---------- Extracted records
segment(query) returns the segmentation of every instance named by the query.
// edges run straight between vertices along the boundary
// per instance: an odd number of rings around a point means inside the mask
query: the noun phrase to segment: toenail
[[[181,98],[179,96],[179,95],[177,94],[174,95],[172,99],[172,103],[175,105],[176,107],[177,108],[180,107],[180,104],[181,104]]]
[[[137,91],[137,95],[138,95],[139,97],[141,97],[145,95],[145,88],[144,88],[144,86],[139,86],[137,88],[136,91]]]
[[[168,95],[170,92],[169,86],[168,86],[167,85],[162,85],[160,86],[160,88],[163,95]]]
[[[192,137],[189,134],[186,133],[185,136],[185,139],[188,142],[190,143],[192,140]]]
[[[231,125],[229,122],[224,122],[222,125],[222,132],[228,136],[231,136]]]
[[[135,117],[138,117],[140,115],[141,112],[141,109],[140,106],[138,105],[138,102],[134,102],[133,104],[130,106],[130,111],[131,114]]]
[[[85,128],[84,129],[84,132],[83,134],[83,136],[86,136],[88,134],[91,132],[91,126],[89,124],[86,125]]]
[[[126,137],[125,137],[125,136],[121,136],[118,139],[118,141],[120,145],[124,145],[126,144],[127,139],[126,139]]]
--------------------
Please give the lines above as a JSON list of strings, one string per line, with any blank lines left out.

[
  "segment(query) returns the segmentation of every instance named by the query.",
  "// edges run straight between vertices along the boundary",
  "// per instance: an odd number of rings around a point means inside the mask",
  "query: the noun phrase to segment: toenail",
  "[[[181,98],[179,96],[179,95],[177,94],[174,95],[172,99],[172,103],[175,105],[176,107],[177,108],[180,107],[180,104],[181,104]]]",
  "[[[137,91],[137,95],[138,95],[139,97],[141,97],[145,95],[145,88],[144,88],[144,86],[139,86],[137,88],[136,91]]]",
  "[[[168,95],[170,92],[169,86],[168,86],[167,85],[162,85],[160,86],[160,88],[163,95]]]",
  "[[[192,137],[189,134],[186,133],[185,136],[185,139],[188,142],[190,143],[192,140]]]",
  "[[[231,125],[229,122],[224,122],[222,125],[222,132],[228,136],[231,136]]]",
  "[[[135,117],[138,117],[140,115],[141,112],[141,109],[140,106],[138,105],[138,102],[134,102],[133,104],[130,106],[130,111],[131,114]]]",
  "[[[85,128],[84,129],[84,132],[83,134],[83,136],[86,136],[88,134],[91,132],[91,126],[89,124],[86,125]]]",
  "[[[126,137],[125,137],[125,136],[121,136],[118,139],[118,141],[120,145],[124,145],[126,144],[127,139],[126,139]]]"
]